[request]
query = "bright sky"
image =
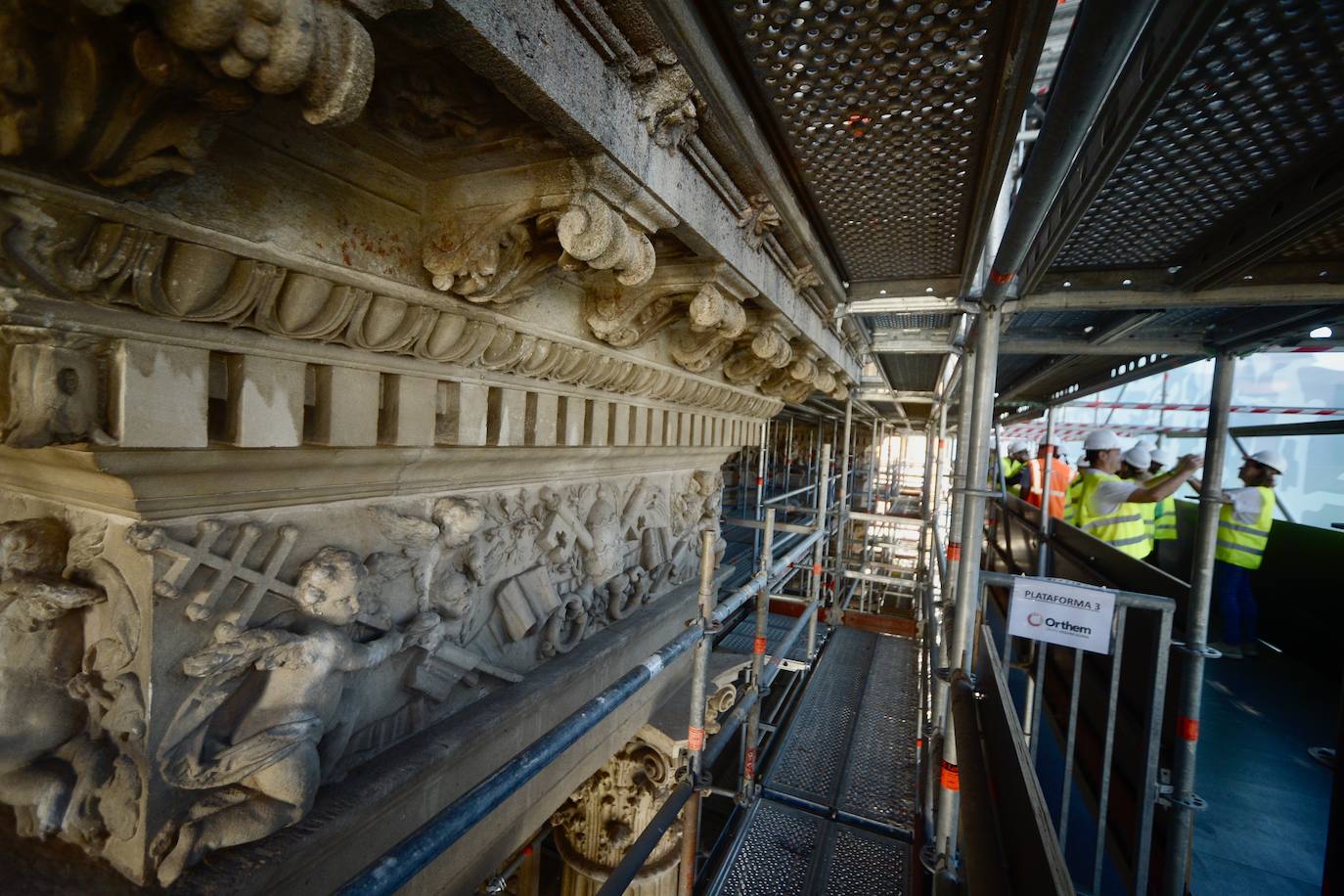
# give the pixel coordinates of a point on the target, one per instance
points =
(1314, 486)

######

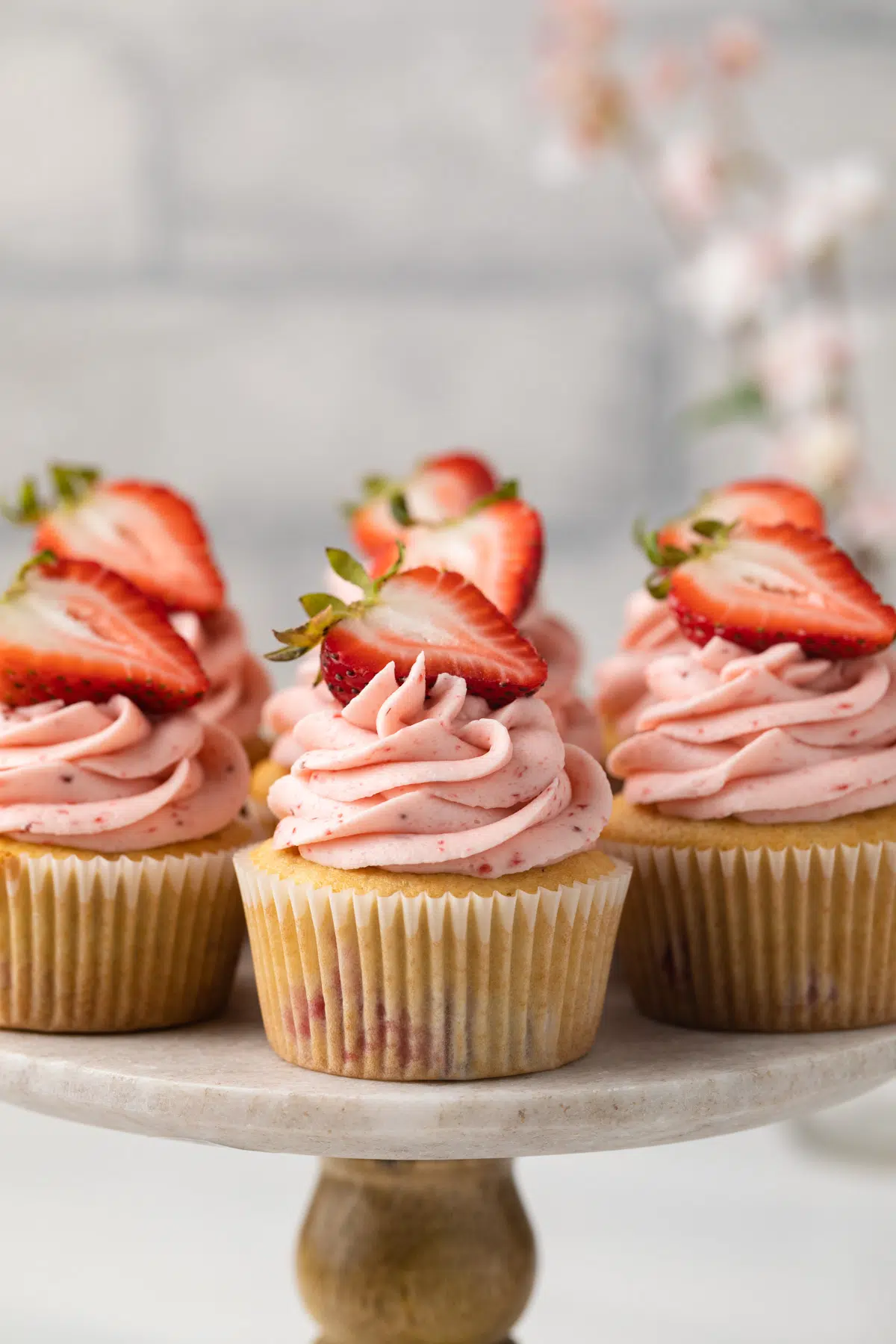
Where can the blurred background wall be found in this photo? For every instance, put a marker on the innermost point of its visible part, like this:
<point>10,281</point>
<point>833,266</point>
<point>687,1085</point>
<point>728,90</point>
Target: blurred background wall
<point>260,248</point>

######

INSTRUCTIONS FOR THE TASK »
Report each line in the entries above that contains the string "wall", copying those lines in full.

ANSWER TO THE PROBLEM »
Where can the blurred background wall be found in this photo? For every instance, put a marker on the innermost point of its visible part, like this:
Target: blurred background wall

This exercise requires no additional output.